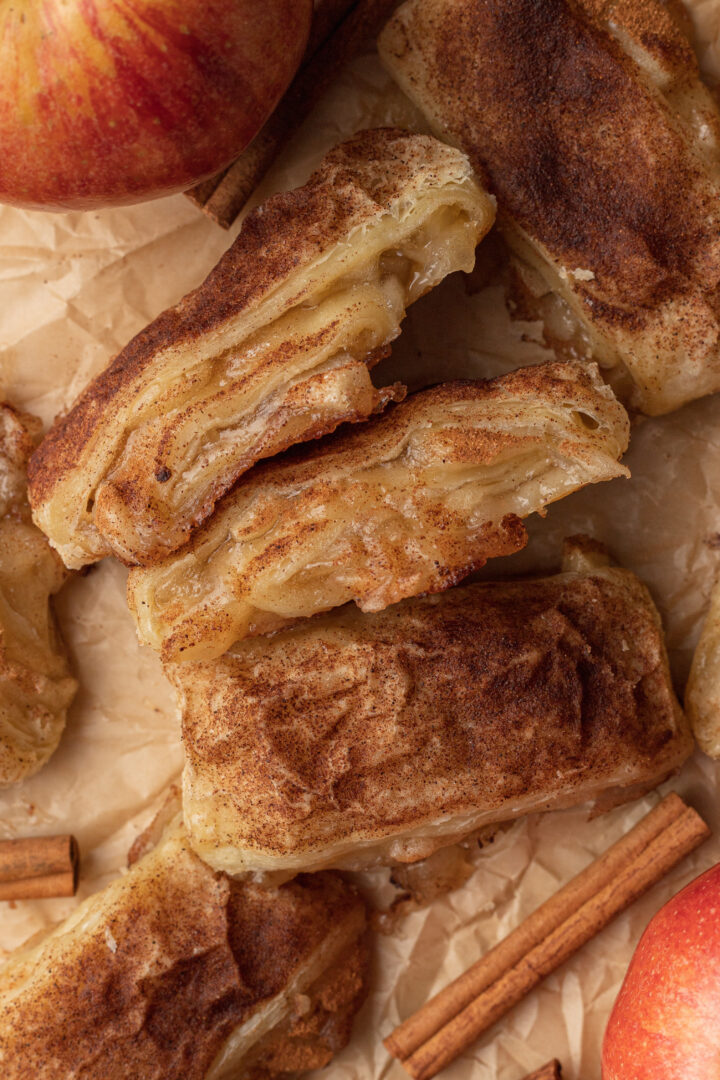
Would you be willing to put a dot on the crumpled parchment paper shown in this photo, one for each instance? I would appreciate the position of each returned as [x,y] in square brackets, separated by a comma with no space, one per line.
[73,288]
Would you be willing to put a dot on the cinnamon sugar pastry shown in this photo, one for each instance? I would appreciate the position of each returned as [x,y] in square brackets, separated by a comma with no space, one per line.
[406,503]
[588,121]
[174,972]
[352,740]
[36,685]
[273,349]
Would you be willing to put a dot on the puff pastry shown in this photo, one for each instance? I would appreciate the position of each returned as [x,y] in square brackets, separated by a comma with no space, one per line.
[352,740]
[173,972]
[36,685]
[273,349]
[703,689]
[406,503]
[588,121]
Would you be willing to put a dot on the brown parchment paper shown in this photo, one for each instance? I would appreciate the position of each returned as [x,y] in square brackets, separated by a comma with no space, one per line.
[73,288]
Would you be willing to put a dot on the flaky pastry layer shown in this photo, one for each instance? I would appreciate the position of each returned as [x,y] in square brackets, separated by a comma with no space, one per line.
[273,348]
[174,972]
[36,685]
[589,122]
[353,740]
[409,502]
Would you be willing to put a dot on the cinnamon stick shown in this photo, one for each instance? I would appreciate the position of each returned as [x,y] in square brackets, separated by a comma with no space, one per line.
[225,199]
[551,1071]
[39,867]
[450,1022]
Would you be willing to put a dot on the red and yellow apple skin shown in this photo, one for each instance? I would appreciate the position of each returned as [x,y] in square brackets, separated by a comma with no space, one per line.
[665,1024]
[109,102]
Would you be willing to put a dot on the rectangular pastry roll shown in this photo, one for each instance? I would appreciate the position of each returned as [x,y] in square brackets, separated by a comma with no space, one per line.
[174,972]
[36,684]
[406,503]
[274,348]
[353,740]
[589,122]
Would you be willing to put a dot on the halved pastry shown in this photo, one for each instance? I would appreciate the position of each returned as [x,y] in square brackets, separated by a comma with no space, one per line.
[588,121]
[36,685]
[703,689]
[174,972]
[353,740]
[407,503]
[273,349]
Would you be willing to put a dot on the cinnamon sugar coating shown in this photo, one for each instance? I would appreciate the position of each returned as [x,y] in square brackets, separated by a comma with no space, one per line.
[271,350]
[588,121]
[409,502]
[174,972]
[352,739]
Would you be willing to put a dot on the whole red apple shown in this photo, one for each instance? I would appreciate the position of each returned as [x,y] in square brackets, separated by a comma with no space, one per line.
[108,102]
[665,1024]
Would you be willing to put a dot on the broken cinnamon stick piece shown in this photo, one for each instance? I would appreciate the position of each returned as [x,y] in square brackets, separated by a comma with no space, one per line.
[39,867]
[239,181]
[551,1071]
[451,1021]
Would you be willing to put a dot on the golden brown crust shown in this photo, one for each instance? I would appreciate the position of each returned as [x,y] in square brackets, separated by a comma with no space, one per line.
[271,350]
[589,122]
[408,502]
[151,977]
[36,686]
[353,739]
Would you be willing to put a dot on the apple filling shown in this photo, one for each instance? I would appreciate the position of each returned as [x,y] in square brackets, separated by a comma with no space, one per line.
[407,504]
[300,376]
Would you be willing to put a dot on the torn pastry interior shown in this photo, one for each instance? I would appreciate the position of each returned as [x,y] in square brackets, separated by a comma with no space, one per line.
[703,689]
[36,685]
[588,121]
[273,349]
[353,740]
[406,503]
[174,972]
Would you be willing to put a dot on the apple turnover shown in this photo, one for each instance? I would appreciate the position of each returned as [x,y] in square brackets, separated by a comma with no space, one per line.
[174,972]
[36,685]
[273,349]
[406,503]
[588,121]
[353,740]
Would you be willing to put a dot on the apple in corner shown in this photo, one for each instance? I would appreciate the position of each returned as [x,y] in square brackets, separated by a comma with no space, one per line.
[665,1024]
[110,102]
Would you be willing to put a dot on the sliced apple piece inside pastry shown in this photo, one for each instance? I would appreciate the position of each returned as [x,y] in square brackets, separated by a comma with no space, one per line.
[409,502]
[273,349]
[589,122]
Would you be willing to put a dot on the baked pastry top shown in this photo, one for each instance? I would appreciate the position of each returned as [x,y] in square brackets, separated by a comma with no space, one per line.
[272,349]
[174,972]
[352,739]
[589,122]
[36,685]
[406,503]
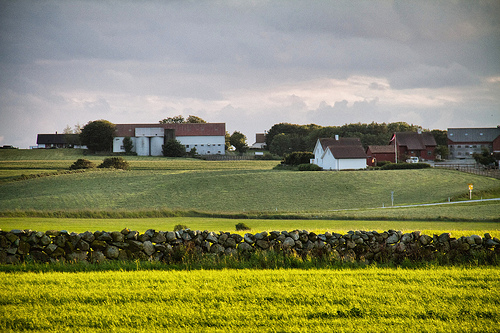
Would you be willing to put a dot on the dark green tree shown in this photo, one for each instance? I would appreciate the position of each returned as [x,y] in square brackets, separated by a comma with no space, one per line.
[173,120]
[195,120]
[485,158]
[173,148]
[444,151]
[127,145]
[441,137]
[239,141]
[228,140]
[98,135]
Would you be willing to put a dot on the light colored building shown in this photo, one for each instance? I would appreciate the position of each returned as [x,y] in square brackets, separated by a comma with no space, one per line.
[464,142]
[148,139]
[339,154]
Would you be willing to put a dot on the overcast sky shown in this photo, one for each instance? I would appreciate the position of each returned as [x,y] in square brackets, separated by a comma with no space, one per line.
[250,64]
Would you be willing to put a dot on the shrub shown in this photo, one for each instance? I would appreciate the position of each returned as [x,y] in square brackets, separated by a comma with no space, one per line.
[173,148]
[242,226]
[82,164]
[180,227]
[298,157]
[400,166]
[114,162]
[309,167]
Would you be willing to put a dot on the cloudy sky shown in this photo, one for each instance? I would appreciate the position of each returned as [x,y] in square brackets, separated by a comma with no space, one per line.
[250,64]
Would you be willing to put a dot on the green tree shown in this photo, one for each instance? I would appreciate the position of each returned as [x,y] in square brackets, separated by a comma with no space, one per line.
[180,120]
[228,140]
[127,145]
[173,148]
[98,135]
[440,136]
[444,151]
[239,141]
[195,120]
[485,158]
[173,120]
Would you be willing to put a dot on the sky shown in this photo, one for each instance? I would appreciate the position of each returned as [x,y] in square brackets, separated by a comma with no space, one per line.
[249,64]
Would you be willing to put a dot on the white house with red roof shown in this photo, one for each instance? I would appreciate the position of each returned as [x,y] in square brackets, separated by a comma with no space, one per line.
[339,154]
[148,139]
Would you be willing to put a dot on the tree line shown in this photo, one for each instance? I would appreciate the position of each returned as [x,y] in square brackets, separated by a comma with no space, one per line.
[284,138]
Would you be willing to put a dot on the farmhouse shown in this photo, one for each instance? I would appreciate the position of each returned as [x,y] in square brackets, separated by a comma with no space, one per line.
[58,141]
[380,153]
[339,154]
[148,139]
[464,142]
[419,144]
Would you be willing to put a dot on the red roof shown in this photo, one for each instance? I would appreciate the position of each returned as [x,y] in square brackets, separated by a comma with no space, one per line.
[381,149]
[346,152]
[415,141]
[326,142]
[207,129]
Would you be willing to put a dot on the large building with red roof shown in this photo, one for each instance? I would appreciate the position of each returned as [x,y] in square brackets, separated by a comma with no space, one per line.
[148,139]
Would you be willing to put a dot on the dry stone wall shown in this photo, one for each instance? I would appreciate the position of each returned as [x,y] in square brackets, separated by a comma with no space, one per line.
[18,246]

*Instructions to follow*.
Set down the lines of the records above exactly, apart from the pictures.

*Task output*.
Would you be willing to put a dot on the crumpled parchment paper shown in this photo, one for each instance? I would appreciate the position of each returned as [x,y] in square brackets, separated by a comma with no space, one per line.
[73,288]
Would you be willing to put a dot on the cinnamon sugar pastry shown in this photo, one for each instance? I would appreciate the position of each returned as [x,y] in square brackets, separated by a comma with no space, one per line.
[406,503]
[588,121]
[174,972]
[352,740]
[36,685]
[273,349]
Would you be willing to put a dot on the puff pastry shown in this photo, one for each instance? I would appreciate the position of each returned as [x,y] in square brackets, separated by a comma with no space, one per line.
[352,740]
[173,972]
[36,685]
[273,349]
[703,689]
[406,503]
[588,121]
Would you be willing to put a dot on the brown parchment paper shown in this photo, one for each instance? I would appreciate the position of each returned as [x,y] in square brackets, separated by a comma with no space, one per line.
[73,288]
Would you be willing to put a dot on the flaky pastry layer shown in this photo, one for each instance? I would appreciate the position of each returned as [x,y] in square brackets, separated by a comma with no space, one per line.
[273,348]
[174,972]
[36,685]
[589,122]
[353,740]
[409,502]
Would you be willing to put a dot on the cinnamon stick shown in this photo, one for each instance? I would appreciate the position of each returned as [x,y] in square brackets, separated by a comma with no space, one per line.
[225,199]
[551,1071]
[39,867]
[450,1022]
Would you be willing to put a dot on the red and yellow apple skin shown in this photo, one for each instance? I would appreciate the position of each returned as [x,y] in square brackets, separated by a comma with no space, one per line.
[665,1024]
[109,102]
Would you be willing to put a dot on the rectangular pastry roll shown in this photo, one for each instance? I would appreciate the position of each returned as [x,y] in square brackets, separated by a comma with no space, one per line.
[174,972]
[36,684]
[406,503]
[274,348]
[353,740]
[589,122]
Would you be willing to put a dot on the halved pastry shown in this photo, one for each instance? I would appreciate the position of each returned as [x,y] in square brackets, separated by a comma with no space, one per line.
[588,121]
[36,685]
[703,689]
[174,972]
[353,740]
[407,503]
[273,349]
Would you be willing to put a dot on the cinnamon sugar coating shown in this photo, one for each instance? I would appreciate the position of each returned as [x,y] in square brackets, separated by a comma with no space, one per line.
[271,350]
[588,121]
[409,502]
[174,972]
[352,739]
Would you be willing to put a dot on the whole red apple shown in this photo, one for each instance? I would appreciate the position of each returned as [x,y] in square brackets, separated by a comma with no space, one per line.
[108,102]
[665,1024]
Would you be willing to put a dot on the broken cinnamon stick piece shown in this photo, one for each instance? I would appreciate the position of each returned as [x,y] in square brackets, separated by a comma with no space, one per line.
[39,867]
[239,181]
[551,1071]
[451,1021]
Would you be willing to put a dot on the golden brown crust shown in this photo, one for each instance? I would appreciate the position of each returned as [x,y] in square brackets, separated by a comma with no space, one per line.
[271,350]
[589,122]
[408,502]
[151,977]
[36,686]
[353,739]
Would you be willing to put a dot on the apple filling shown in this photo, one for each instance? I would appreciate the position of each returned as [x,y] in square brackets, separated by a comma with no space, one per line.
[407,504]
[300,376]
Would you be willing to put a dot on the torn pastry interior shown in this photo, one for each instance? I would appreciate the position of each returned as [x,y] in square brackets, separated by a comma with no space, one per line.
[703,689]
[36,685]
[588,121]
[273,349]
[353,740]
[406,503]
[174,972]
Would you be willing to put a dot on the apple turnover shown in this photo, one for each instance? I would appreciate the position of each returned as [x,y] in square brackets, separated by a comma with no space, one per line.
[174,972]
[36,685]
[273,349]
[406,503]
[588,121]
[353,740]
Would you be willing to put a dot on the apple in corner shown in this photo, one for each instance? I would appreciate the position of each returned as [x,y] in square brackets, separated by a comma with no space, one per line.
[665,1024]
[110,102]
Would you be willing to put a dot on the sliced apple piece inside pastry shown in this photo, one for each instance? I would appreciate the position of each returned as [x,y] in square brackets, separated by a comma with no space, one per line.
[409,502]
[273,349]
[589,122]
Would you be willing to put a dot on the baked pastry top shown in this photo, one for each instance? I would appreciate the position of each returned as [x,y] in square brackets, separated by a comma with no space, one per line.
[272,349]
[174,972]
[352,739]
[589,122]
[36,685]
[406,503]
Would you be willing to put a dot on the dark green tree shown in this photo, one for each instance? I would appreciate the position of each returned as [x,y] in square brackets, separated by a comma with no space, one per line.
[173,120]
[195,120]
[485,158]
[173,148]
[444,151]
[127,145]
[441,137]
[239,141]
[228,140]
[98,135]
Would you be willing to put a dot on the light colored building shown in this photo, one for each instance? I would appreciate the position of each returned as [x,y] in square brackets, separated by a comma with no space, one per line.
[464,142]
[148,139]
[339,154]
Would you be willing to put a dot on the overcast sky shown in this photo, one for each instance? I would appreciate the position of each returned as [x,y] in square brackets, separated by a comma with no space, one per line.
[250,64]
Would you be willing to put a dot on the shrub shown in this photo, one for each instance? I would appreciate the position of each returned as [x,y] in square brackets, separated by a comma with no space, one per line.
[173,148]
[242,226]
[82,164]
[180,227]
[298,157]
[400,166]
[114,162]
[309,167]
Would you be willing to put a dot on the cloudy sky shown in this photo, one for each instance? I would appreciate the position of each returned as [x,y] in square brackets, separated by a comma with no space, one per line.
[250,64]
Would you be willing to put a dot on the green tree shown in this photo, one for each instance? I would appreciate the position of each returned as [x,y] in square brackets, separated by a comma with no space, one per line.
[180,120]
[228,140]
[127,145]
[173,148]
[98,135]
[440,136]
[444,151]
[239,141]
[195,120]
[485,158]
[173,120]
Would you be willing to put a dot on the sky shown in this photo, one for each instance? I would appreciate the position of each returned as [x,y] in square brackets, separated by a comma with no space, one per line.
[249,64]
Would you be willing to put a dot on the white house with red roof shown in this photo, one for each instance? I would appreciate the position of each returned as [x,y] in square brackets, separated by a comma with no space, one per line.
[339,154]
[148,139]
Would you be willing to put a dot on the tree line shown in this photo, one for each instance? I would appreciate the position of each returned as [x,y] in square brackets, separated by a comma with no space, one per line.
[284,138]
Would you be willing to put a dot on the farmhouse shown in this photo, one for each instance? I would appreciate the position of each returned as [x,y] in square brackets, separated by a comma with no space, one per line.
[58,141]
[380,153]
[339,154]
[148,139]
[464,142]
[419,144]
Would you be willing to put a dot on the red roof shown in this photo, one for each instance? I would appreciate the position of each returned as [x,y] in square brackets, separated by a comma with no space, one per line.
[381,149]
[346,152]
[415,141]
[326,142]
[207,129]
Would you be willing to put a dot on the large building with red roof shown in this photo, one for each instance? I would appreciate the position of each returned as [x,y] in square brackets, separated by a comma with no space, one per line.
[148,139]
Would you be willing to put a dot on the dry stone wall shown in this photo, one for each instance? I would appreciate the position of each returned as [x,y] in square brackets, separated by a comma with no space, one per line.
[18,246]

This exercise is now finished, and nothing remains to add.